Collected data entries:
◇ ◇ ◇ ◇ ◇

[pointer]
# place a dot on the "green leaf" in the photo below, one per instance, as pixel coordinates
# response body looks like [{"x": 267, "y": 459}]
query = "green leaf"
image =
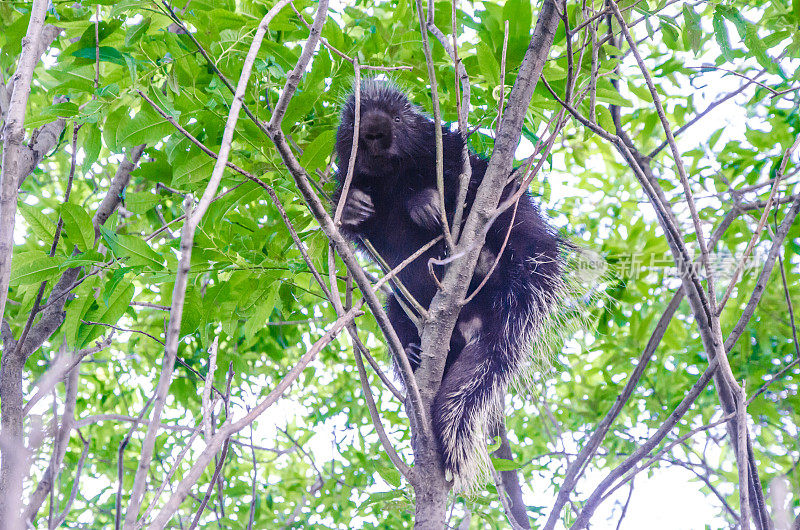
[
  {"x": 503, "y": 464},
  {"x": 79, "y": 260},
  {"x": 106, "y": 313},
  {"x": 146, "y": 127},
  {"x": 115, "y": 122},
  {"x": 43, "y": 228},
  {"x": 91, "y": 146},
  {"x": 113, "y": 282},
  {"x": 193, "y": 170},
  {"x": 316, "y": 153},
  {"x": 488, "y": 64},
  {"x": 692, "y": 32},
  {"x": 135, "y": 33},
  {"x": 76, "y": 309},
  {"x": 141, "y": 202},
  {"x": 107, "y": 54},
  {"x": 192, "y": 315},
  {"x": 136, "y": 251},
  {"x": 390, "y": 474},
  {"x": 79, "y": 226},
  {"x": 721, "y": 35},
  {"x": 34, "y": 269}
]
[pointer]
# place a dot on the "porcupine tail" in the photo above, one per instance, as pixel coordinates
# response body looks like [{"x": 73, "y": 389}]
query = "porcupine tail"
[{"x": 544, "y": 302}]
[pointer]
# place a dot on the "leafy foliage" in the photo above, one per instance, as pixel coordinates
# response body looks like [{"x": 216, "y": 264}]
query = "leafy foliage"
[{"x": 315, "y": 458}]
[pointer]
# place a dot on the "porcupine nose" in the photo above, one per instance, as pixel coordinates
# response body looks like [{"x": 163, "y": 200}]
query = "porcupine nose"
[{"x": 376, "y": 132}]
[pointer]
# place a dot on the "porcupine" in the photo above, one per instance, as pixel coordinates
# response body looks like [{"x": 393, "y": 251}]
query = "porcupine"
[{"x": 393, "y": 202}]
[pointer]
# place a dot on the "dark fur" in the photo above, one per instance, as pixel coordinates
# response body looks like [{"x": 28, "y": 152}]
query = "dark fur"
[{"x": 392, "y": 203}]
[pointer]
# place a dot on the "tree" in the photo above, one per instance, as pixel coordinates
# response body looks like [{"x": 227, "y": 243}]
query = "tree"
[{"x": 174, "y": 289}]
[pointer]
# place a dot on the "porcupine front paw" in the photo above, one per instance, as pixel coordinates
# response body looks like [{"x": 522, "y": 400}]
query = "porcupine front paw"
[
  {"x": 358, "y": 208},
  {"x": 414, "y": 355},
  {"x": 424, "y": 209}
]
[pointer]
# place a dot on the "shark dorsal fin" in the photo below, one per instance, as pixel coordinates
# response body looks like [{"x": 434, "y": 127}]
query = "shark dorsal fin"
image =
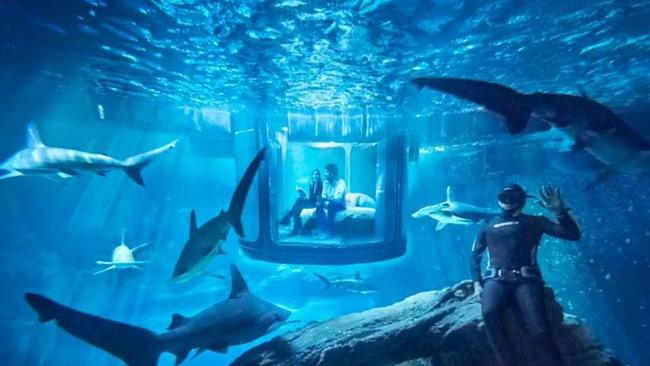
[
  {"x": 450, "y": 194},
  {"x": 239, "y": 285},
  {"x": 192, "y": 223},
  {"x": 177, "y": 321},
  {"x": 33, "y": 137}
]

◇ ◇ ◇ ◇ ◇

Whenever the string "like" shows up in a line above, copy that line.

Result for this exercise:
# response body looks like [{"x": 267, "y": 459}]
# response body looks like [{"x": 73, "y": 389}]
# response body looks like [{"x": 216, "y": 264}]
# response body looks like [{"x": 163, "y": 200}]
# response body looks like [{"x": 393, "y": 251}]
# response body looks like [{"x": 28, "y": 152}]
# response body looks like [{"x": 227, "y": 243}]
# response body looks like [{"x": 522, "y": 400}]
# response body looks like [{"x": 434, "y": 127}]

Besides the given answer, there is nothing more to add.